- **Provided entries**:
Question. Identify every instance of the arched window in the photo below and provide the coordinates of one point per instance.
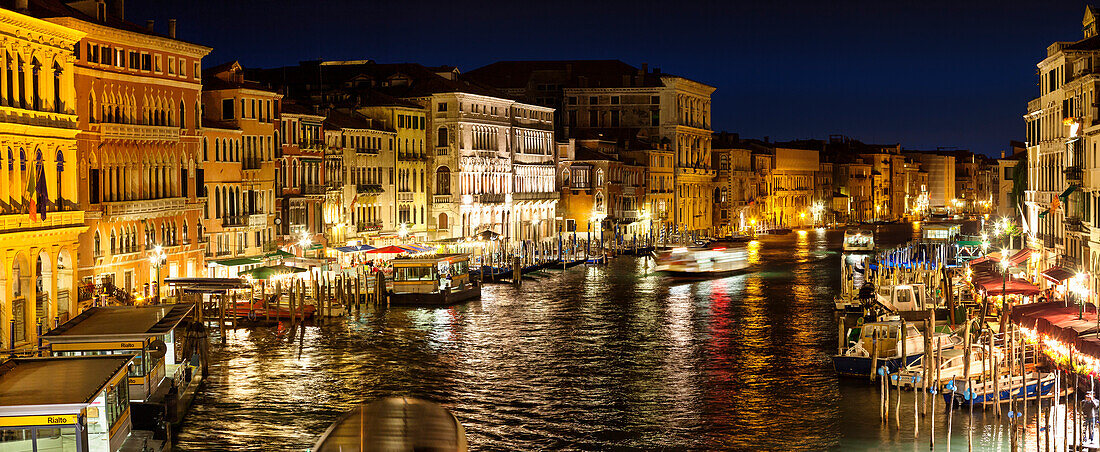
(441, 136)
(217, 202)
(443, 180)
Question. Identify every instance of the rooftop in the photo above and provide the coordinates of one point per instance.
(35, 381)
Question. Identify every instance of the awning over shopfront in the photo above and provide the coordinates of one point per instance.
(234, 262)
(1059, 321)
(354, 249)
(1056, 275)
(998, 286)
(1067, 193)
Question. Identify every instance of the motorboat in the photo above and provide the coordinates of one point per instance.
(952, 364)
(881, 338)
(858, 241)
(438, 280)
(1014, 387)
(700, 263)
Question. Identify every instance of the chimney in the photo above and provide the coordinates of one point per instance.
(117, 9)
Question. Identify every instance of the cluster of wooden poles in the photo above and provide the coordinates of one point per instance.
(1011, 371)
(342, 295)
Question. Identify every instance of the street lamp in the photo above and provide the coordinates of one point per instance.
(1004, 277)
(156, 258)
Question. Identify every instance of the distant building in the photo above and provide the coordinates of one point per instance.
(611, 95)
(1004, 182)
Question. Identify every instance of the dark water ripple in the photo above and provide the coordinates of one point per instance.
(587, 359)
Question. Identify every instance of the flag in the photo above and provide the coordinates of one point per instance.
(30, 197)
(43, 200)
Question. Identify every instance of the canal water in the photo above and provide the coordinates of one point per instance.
(586, 359)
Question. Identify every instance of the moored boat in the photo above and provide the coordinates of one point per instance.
(692, 263)
(1008, 388)
(438, 280)
(952, 367)
(882, 340)
(858, 241)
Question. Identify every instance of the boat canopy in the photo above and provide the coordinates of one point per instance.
(1071, 324)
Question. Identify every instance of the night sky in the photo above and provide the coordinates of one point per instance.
(922, 74)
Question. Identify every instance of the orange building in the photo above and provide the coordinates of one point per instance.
(138, 146)
(239, 158)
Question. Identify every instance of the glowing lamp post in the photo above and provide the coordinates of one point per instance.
(156, 258)
(1004, 277)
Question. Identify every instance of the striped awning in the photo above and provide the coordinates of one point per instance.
(1056, 275)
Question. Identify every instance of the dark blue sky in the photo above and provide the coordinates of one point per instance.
(923, 74)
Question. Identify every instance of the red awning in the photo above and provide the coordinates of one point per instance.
(388, 250)
(1056, 275)
(1020, 256)
(998, 286)
(1060, 321)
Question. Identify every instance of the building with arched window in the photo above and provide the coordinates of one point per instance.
(136, 149)
(242, 114)
(39, 193)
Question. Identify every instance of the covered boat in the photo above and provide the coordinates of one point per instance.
(878, 344)
(699, 263)
(952, 367)
(438, 280)
(858, 241)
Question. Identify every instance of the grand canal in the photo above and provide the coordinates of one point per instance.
(585, 359)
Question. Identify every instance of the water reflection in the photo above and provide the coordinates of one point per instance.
(591, 357)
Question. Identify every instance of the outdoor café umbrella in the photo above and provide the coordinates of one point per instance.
(278, 253)
(267, 272)
(388, 250)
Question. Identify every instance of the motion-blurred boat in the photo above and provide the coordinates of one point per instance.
(858, 241)
(696, 263)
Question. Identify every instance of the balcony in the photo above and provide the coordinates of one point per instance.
(257, 220)
(1074, 173)
(408, 156)
(54, 220)
(46, 119)
(369, 227)
(234, 221)
(538, 196)
(1075, 224)
(142, 209)
(139, 133)
(491, 198)
(369, 188)
(1034, 105)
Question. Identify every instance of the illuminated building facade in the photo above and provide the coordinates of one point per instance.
(139, 150)
(299, 178)
(39, 196)
(239, 168)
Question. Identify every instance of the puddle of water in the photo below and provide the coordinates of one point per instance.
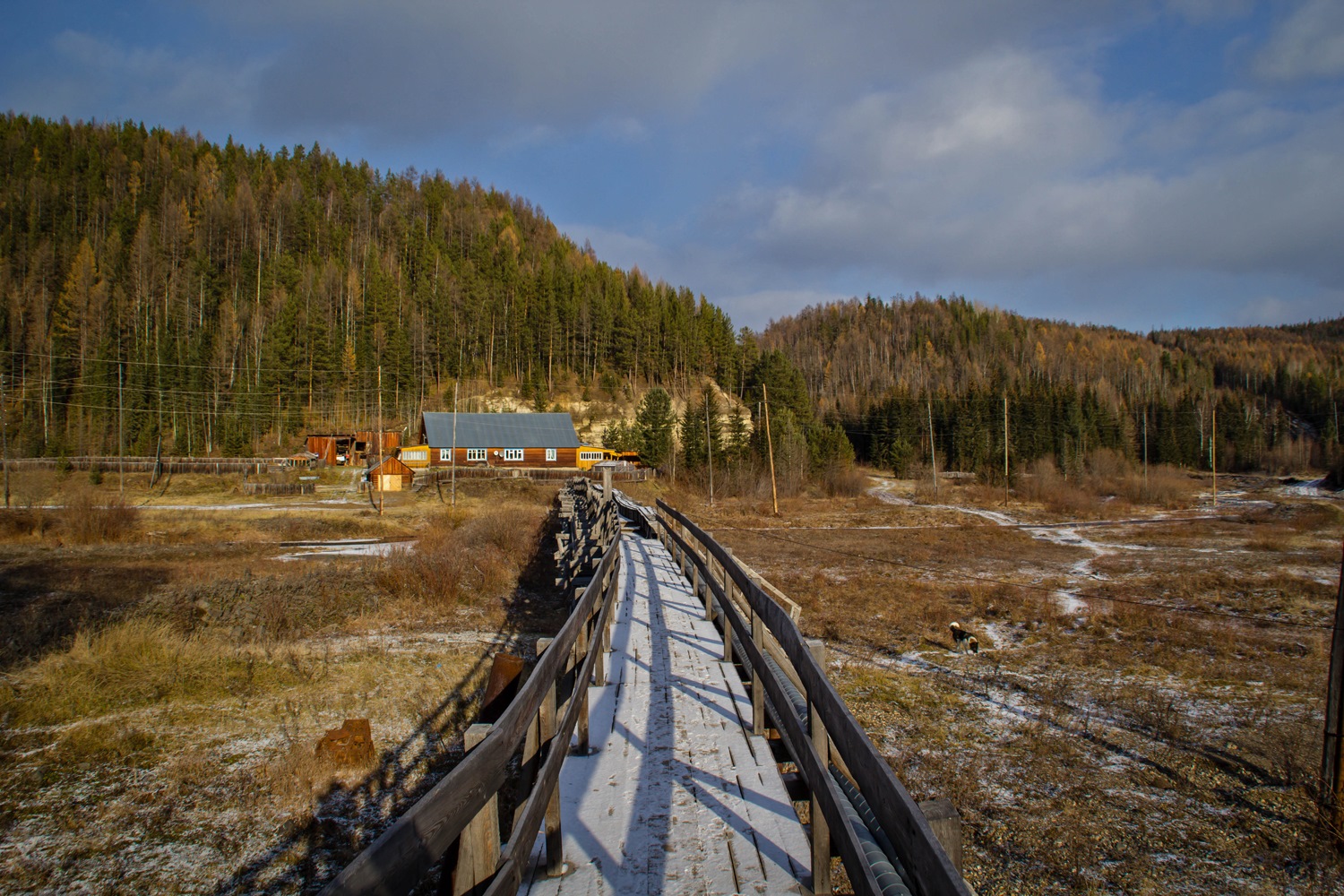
(344, 548)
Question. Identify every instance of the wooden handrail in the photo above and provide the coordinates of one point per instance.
(398, 860)
(897, 813)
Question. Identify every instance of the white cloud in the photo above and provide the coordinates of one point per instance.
(102, 78)
(1004, 167)
(1306, 45)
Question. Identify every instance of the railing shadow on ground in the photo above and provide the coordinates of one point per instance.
(346, 820)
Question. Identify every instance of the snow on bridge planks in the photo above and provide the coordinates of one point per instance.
(677, 796)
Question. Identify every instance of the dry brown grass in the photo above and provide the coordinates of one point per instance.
(464, 559)
(88, 519)
(1081, 745)
(124, 665)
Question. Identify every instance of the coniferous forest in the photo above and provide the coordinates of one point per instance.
(898, 374)
(220, 297)
(226, 300)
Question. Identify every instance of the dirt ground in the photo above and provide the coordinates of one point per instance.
(1144, 713)
(1145, 710)
(167, 672)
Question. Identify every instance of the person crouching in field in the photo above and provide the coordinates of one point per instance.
(962, 640)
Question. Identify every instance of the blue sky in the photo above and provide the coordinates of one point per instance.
(1140, 164)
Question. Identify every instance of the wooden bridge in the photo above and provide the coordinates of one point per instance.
(644, 753)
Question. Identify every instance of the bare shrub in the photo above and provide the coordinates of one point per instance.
(132, 662)
(843, 481)
(461, 560)
(89, 521)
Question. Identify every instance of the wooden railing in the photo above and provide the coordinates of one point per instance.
(534, 731)
(831, 750)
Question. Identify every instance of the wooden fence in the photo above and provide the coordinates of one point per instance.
(846, 774)
(535, 731)
(441, 474)
(250, 465)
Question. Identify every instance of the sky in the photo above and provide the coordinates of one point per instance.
(1144, 164)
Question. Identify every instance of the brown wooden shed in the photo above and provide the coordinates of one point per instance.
(390, 474)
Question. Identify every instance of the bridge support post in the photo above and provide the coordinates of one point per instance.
(478, 845)
(554, 839)
(581, 648)
(757, 686)
(822, 743)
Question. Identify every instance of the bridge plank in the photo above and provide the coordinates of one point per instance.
(677, 796)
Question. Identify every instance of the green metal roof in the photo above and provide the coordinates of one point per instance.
(502, 430)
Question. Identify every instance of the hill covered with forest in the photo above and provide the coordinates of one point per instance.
(897, 374)
(225, 298)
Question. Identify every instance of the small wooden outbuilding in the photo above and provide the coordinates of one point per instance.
(390, 474)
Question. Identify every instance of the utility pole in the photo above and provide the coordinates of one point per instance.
(1212, 447)
(769, 447)
(1005, 449)
(1145, 450)
(709, 447)
(4, 441)
(453, 474)
(933, 457)
(1332, 756)
(121, 435)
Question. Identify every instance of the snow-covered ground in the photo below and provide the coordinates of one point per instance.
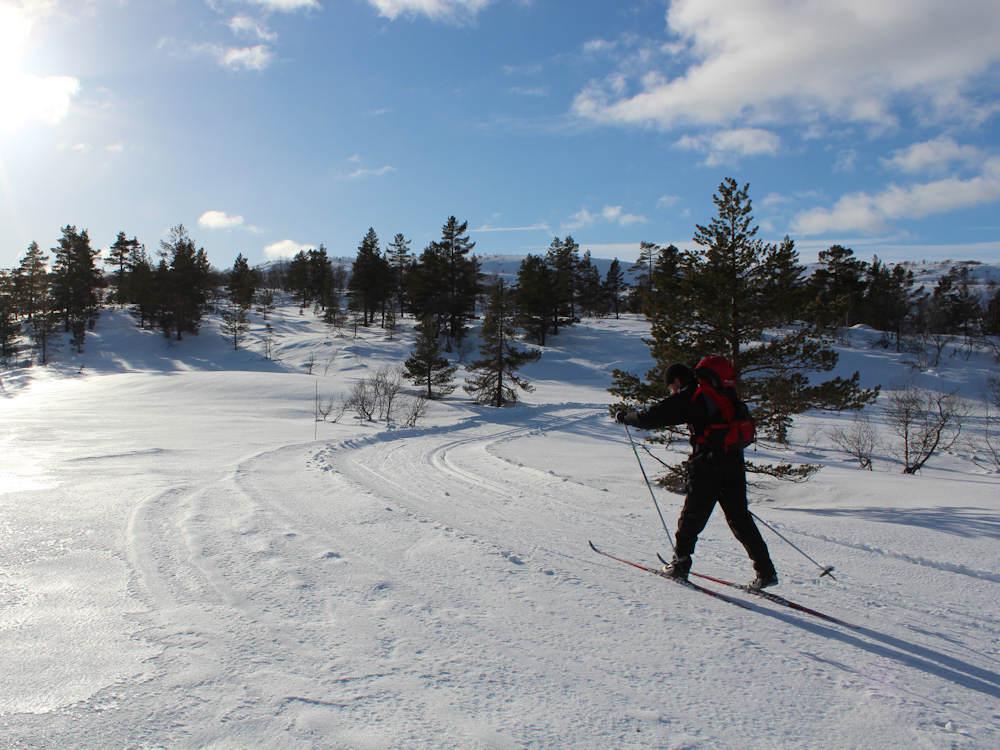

- **Work instruction**: Begin the copy at the line containing "Question. Identify every instance of the small" and end it at the final line of the material above, reproducing each line exactly and omitting pictures.

- **Answer to the problem**:
Question. Identify every instance of the small wooden outbuilding in the photo above and provide the coordinates of one point per instance.
(390, 474)
Question. Identify every instance of the utility pole in the photo above and provide the coordinates of one point per instance.
(1212, 447)
(769, 447)
(1005, 449)
(1145, 450)
(709, 447)
(4, 441)
(453, 474)
(933, 457)
(1332, 756)
(121, 435)
Question. Identify every instance of the snow-covered ground in the photo below and provide the coordinates of one point per instance.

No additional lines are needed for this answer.